◆ DATA TO USE
####
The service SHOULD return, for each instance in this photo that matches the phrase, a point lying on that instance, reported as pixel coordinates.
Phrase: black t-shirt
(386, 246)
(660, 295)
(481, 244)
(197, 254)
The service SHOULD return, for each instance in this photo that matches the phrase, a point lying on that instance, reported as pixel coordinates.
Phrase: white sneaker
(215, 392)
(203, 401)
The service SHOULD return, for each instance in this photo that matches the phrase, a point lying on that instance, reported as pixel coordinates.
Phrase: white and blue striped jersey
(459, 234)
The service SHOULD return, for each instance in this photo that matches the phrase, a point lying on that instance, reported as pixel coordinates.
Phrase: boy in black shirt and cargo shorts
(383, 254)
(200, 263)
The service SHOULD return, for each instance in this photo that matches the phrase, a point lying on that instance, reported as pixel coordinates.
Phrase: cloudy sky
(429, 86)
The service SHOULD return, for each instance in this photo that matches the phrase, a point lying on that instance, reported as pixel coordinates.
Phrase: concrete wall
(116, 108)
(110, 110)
####
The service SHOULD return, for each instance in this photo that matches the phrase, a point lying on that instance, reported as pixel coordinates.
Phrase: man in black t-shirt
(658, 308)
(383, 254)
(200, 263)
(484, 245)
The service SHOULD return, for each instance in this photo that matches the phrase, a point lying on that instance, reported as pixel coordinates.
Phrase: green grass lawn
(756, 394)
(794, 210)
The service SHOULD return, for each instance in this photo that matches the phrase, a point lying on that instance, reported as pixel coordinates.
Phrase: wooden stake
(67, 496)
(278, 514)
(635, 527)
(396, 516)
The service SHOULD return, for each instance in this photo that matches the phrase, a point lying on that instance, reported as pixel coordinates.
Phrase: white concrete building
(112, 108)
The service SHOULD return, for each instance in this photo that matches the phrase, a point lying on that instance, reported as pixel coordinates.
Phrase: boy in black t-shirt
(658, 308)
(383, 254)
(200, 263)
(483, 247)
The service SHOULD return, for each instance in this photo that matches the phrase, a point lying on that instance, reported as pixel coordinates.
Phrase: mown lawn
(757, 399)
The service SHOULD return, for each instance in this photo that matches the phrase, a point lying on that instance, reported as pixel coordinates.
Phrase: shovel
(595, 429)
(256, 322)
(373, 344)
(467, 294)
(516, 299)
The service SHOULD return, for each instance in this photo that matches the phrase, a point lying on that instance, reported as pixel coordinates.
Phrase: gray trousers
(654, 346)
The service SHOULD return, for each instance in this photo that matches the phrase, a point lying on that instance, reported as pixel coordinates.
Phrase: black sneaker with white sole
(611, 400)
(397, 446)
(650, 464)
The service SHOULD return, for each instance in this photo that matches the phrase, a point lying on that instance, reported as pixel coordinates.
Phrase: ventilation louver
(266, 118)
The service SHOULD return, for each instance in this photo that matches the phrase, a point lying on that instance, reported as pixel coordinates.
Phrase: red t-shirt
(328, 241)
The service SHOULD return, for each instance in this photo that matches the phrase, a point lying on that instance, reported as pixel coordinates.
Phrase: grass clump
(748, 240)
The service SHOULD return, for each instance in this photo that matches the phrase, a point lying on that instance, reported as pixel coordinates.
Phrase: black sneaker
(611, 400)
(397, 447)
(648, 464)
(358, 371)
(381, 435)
####
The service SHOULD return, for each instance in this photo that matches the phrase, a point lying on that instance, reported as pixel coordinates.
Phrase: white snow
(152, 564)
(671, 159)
####
Please pull out every line above that contains the word "concrete". Case counts, so only lines with that exact capitalization qualify.

◆ PROBLEM SOLUTION
Phrase: concrete wall
Phrase: white concrete building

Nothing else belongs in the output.